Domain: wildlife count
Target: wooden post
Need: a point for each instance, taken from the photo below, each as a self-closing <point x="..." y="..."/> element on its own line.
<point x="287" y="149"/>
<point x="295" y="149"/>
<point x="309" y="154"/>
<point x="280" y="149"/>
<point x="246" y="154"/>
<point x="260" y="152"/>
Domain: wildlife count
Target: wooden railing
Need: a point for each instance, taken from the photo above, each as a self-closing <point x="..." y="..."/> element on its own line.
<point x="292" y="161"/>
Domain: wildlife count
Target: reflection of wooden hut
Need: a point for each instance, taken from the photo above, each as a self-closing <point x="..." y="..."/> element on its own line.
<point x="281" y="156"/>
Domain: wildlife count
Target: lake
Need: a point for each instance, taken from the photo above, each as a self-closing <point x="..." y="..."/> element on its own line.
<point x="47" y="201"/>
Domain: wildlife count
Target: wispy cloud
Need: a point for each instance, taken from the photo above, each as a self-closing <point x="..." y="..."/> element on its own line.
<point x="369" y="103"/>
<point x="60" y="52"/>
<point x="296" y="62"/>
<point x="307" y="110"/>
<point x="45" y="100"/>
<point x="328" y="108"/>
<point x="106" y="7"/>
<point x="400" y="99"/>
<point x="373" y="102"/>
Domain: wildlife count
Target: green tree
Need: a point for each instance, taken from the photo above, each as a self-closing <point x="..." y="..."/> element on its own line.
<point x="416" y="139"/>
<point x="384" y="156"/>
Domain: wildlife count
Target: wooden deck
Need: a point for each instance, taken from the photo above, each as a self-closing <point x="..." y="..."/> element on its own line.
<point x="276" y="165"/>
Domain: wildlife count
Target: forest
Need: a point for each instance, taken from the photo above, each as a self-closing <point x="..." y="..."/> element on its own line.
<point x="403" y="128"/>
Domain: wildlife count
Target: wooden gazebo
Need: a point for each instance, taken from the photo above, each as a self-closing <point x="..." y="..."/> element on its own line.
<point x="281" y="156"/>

++++++++++

INSTRUCTIONS TO FOLLOW - Show every line of the listing above that contains the word "Target".

TASK SOLUTION -
Target: wooden post
Target: wooden railing
Target: reflection of wooden hut
Target: lake
Target: wispy cloud
Target: green tree
Target: wooden deck
Target: forest
Target: wooden gazebo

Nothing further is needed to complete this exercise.